Tâche courte 1: Comptez les lignes de la liste qui contiennent la chaîne "table", en tenant compte de la casse. Indiquez ce nombre seul.

Texte fourni:
Comme l’a indiqué Anne Laure Paulet, Secrétaire Générale de l’AFJE, qui animait cette table ronde : « Plusieurs événements démontrent l’importance de la prise de conscience par les dirigeants de la place du droit dans leurs entreprises ». Ainsi, 77% des directions juridiques souhaitent être perçues demain comme partenaire stratégique. Mais concrètement comment faire ? Lors de cette troisième table ronde, directeurs et directrices juridiques ont échangé sur les facteurs clefs de succès pour se positionner au niveau du top management.
Le rattachement est-il une pierre angulaire ?
Jean-David sichel, Directeur Juridique du Groupe TBWA France, est intervenu sur la question centrale du rattachement. Même si les évolutions organisationnelles et notamment le fait que de plus en plus de directions juridiques soient rattachées à une direction juridique monde ou vivent un double rattachement hiérarchique et fonctionnel, pourrait faire relativiser l’importance du rattachement. Toutefois, Il est difficile d’être rattaché à un DAF qui conserve une perception uniquement financière. « Or, le métier de juriste est comme celui de médecin : on ne peut pas dire que l’entorse va se résorber dès le lendemain » explique Catherine Fox, représentante de l’ACCE en France. Le rattachement reste important pour légitimer la place du droit dans l’entreprise et pour être informé des moments vitaux de l’entreprise.

Données fournies:

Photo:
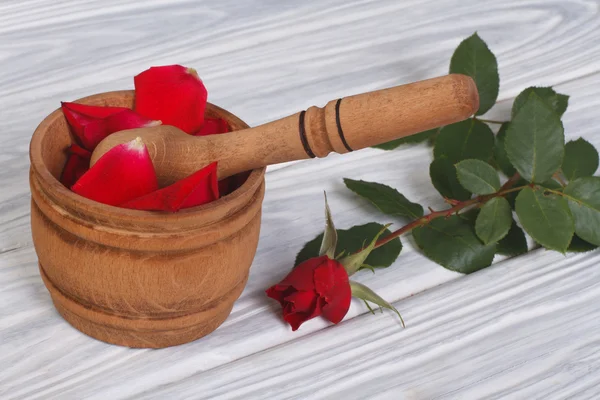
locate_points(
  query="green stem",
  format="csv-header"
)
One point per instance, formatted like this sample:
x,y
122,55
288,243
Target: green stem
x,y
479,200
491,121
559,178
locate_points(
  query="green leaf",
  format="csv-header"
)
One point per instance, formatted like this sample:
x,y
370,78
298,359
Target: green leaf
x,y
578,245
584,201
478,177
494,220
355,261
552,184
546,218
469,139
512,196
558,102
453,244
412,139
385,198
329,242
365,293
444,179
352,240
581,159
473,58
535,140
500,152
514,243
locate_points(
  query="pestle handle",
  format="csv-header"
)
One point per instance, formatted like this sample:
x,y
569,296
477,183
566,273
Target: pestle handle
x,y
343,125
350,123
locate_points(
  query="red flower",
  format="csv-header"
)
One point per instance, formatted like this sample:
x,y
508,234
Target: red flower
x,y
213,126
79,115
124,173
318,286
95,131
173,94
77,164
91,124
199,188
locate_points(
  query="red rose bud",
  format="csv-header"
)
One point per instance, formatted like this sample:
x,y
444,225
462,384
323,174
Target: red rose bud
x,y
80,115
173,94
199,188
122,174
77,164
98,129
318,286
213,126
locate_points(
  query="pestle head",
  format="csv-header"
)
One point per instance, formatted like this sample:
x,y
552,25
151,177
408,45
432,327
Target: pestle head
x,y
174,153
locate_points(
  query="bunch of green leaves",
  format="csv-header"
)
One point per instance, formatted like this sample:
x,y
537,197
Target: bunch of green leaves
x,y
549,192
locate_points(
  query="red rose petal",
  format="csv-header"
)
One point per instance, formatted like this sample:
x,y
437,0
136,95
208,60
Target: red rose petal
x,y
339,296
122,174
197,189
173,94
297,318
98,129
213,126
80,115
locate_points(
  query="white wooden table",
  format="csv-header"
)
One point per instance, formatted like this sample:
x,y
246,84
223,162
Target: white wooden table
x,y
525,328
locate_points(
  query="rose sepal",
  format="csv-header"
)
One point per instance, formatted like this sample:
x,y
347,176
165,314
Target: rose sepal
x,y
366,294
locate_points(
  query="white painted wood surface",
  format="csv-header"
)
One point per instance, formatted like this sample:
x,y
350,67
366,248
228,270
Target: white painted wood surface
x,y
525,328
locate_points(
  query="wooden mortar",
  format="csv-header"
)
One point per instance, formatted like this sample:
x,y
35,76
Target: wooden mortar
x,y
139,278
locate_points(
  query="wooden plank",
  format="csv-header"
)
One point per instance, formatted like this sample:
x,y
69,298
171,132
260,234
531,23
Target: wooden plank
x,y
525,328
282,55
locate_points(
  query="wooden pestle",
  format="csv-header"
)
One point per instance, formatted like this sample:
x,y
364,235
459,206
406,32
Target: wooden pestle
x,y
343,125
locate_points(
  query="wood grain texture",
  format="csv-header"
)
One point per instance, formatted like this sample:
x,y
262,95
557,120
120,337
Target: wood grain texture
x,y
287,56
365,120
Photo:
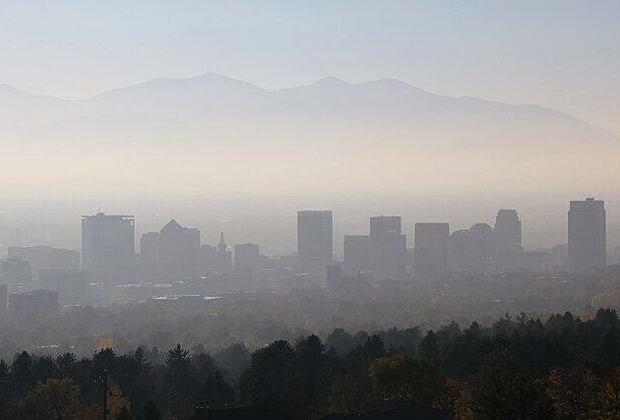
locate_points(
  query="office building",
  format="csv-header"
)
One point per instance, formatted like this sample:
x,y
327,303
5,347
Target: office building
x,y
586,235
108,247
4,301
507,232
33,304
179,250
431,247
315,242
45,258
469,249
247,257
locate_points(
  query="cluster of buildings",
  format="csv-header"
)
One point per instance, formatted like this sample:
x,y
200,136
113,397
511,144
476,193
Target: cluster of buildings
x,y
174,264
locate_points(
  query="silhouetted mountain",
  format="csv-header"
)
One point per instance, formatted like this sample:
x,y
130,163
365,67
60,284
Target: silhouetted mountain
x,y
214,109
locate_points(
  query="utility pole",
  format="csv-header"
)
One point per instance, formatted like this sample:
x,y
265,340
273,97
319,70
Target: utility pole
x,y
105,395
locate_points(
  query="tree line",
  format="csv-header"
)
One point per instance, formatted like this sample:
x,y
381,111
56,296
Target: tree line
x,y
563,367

Tâche courte 2: Réécrivez tout ce qui va de "Comme l’a indiqué" jusqu'à "du top management." dans le texte fourni, en remplaçant "table ronde" par "conférence".

Réponse 1: 2

Réponse 2:
Comme l’a indiqué Anne Laure Paulet, Secrétaire Générale de l’AFJE, qui animait cette conférence : « Plusieurs événements démontrent l’importance de la prise de conscience par les dirigeants de la place du droit dans leurs entreprises ». Ainsi, 77% des directions juridiques souhaitent être perçues demain comme partenaire stratégique. Mais concrètement comment faire ? Lors de cette troisième conférence, directeurs et directrices juridiques ont échangé sur les facteurs clefs de succès pour se positionner au niveau du top management.